[Requirement] If a line below includes the string "barrier", copy it.
-------- Record excerpts
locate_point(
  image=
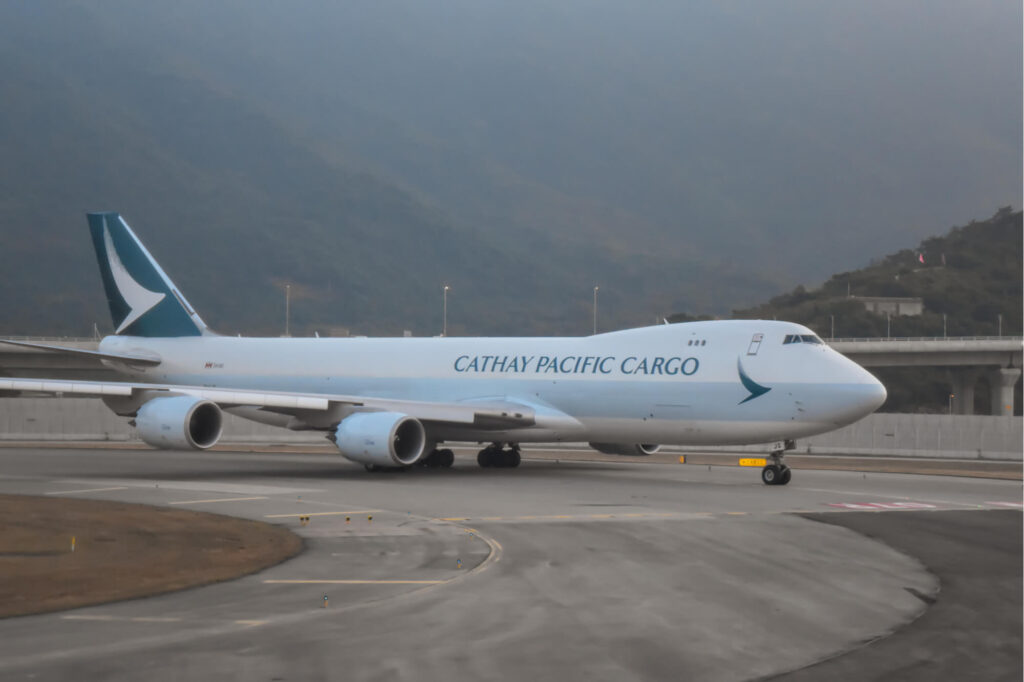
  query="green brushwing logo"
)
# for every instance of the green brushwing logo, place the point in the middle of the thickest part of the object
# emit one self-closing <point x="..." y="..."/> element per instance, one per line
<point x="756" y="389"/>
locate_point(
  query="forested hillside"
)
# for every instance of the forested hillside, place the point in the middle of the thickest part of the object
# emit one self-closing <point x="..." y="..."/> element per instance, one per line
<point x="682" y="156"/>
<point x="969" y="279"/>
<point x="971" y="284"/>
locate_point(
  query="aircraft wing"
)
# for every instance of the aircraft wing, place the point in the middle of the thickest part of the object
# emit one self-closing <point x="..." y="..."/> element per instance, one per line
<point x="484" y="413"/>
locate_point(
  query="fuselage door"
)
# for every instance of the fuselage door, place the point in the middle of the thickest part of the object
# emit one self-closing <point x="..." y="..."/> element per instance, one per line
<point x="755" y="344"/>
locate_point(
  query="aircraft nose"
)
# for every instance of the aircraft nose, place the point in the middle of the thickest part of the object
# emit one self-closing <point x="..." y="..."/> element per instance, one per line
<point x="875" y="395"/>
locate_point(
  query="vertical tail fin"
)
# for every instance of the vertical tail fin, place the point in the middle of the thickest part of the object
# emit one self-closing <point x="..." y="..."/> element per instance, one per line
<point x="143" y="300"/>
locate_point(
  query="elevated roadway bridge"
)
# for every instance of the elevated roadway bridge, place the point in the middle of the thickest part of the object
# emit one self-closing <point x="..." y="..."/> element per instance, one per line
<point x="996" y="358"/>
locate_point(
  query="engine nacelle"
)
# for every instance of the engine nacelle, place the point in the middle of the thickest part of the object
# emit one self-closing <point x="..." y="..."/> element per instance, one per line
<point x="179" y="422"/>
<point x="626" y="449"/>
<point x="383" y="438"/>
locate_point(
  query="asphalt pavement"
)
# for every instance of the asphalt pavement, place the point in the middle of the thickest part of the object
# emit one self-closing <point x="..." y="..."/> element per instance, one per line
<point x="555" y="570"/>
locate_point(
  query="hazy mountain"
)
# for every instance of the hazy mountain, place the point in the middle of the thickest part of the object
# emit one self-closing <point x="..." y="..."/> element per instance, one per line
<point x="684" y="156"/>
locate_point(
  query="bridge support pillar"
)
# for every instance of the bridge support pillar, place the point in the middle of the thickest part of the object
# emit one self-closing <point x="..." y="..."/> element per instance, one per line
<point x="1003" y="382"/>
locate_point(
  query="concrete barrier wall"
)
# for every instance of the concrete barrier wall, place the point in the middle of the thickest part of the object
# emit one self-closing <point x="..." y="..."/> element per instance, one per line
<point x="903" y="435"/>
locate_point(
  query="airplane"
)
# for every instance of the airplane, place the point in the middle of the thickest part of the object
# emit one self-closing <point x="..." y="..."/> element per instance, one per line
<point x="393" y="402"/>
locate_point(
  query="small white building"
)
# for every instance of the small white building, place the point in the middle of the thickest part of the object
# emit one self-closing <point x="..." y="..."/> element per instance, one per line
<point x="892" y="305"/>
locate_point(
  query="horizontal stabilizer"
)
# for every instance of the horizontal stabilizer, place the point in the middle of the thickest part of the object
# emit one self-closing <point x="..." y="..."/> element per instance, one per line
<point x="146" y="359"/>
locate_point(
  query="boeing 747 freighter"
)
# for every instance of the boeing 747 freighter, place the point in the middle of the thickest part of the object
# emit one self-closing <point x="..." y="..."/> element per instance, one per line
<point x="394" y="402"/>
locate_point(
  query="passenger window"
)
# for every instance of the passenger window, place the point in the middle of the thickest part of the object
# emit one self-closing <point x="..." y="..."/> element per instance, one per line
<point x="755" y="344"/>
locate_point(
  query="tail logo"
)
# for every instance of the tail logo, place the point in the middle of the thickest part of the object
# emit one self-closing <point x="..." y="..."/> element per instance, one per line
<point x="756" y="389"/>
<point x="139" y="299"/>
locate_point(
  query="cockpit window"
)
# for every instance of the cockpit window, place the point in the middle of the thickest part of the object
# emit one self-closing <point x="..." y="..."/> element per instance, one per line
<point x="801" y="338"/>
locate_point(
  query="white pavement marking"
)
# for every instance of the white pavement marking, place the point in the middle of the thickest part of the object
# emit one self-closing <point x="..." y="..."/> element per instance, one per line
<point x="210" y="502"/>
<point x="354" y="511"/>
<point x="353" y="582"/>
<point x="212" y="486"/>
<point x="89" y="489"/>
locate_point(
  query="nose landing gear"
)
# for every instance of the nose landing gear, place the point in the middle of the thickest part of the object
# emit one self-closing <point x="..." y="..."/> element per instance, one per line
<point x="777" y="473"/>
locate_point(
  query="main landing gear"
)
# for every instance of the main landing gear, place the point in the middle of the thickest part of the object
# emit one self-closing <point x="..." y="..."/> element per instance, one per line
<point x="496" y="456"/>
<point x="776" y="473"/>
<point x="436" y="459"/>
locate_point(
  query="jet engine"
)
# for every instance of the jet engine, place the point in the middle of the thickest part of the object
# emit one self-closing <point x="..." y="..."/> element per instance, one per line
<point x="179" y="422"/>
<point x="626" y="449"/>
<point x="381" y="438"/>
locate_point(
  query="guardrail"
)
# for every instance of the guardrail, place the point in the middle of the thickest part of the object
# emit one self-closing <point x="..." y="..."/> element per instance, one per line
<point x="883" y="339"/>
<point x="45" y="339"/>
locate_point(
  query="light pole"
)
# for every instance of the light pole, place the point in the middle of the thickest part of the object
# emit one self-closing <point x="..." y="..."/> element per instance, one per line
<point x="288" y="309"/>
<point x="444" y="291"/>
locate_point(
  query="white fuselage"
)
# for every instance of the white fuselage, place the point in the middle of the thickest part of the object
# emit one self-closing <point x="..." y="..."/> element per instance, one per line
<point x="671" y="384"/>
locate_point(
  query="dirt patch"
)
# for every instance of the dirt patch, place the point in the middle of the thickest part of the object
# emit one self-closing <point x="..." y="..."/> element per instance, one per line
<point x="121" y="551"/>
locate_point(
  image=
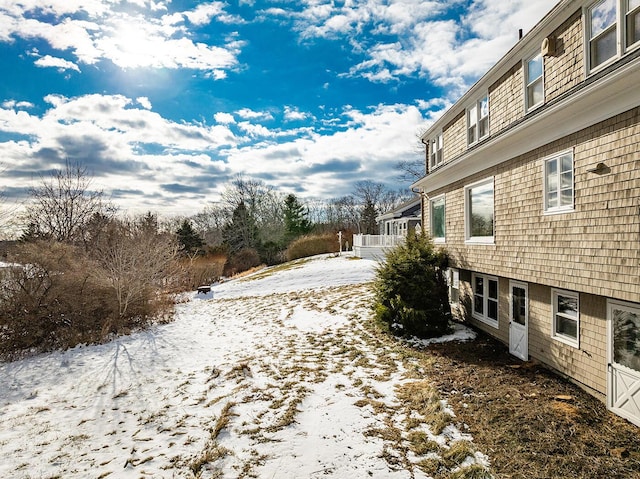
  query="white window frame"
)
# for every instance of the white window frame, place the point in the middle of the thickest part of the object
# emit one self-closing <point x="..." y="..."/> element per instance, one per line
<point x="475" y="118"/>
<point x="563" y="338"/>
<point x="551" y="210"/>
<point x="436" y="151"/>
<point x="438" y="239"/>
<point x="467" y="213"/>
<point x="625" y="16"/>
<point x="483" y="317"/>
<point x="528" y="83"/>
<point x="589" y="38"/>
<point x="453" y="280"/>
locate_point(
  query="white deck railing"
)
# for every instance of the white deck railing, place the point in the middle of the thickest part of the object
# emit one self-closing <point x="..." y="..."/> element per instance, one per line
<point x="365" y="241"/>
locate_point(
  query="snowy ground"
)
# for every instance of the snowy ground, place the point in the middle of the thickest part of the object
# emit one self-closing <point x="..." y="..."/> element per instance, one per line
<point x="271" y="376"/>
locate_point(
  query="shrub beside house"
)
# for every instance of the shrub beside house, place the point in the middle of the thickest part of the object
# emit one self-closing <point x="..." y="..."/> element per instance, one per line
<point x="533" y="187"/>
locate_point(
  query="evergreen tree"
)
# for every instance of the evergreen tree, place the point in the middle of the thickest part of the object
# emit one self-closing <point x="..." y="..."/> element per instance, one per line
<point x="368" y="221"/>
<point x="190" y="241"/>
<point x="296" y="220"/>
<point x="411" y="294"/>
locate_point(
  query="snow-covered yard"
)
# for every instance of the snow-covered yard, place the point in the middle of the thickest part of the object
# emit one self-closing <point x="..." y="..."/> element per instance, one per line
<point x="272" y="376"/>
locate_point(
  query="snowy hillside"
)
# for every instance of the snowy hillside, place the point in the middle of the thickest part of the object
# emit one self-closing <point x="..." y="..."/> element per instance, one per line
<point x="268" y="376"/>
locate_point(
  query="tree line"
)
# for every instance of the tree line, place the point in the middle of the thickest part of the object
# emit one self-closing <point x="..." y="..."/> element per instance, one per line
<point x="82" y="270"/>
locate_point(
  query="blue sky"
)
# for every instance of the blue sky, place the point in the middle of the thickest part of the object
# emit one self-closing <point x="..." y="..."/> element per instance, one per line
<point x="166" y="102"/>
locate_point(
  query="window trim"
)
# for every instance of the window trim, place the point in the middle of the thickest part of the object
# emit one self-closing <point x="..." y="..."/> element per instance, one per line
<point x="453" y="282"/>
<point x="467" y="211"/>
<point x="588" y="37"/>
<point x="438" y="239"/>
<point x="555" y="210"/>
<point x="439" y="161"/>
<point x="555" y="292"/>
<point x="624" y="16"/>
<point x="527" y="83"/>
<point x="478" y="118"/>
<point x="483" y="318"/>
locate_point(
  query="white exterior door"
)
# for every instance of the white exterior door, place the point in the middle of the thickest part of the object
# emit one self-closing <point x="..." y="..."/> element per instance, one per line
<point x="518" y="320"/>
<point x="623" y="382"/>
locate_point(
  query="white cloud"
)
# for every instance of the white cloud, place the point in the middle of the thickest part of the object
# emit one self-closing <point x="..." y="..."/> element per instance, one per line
----------------
[Problem solution]
  query="concrete barrier wall"
# for every instance of the concrete barrier wall, place the point in the middle of the thickest part of the object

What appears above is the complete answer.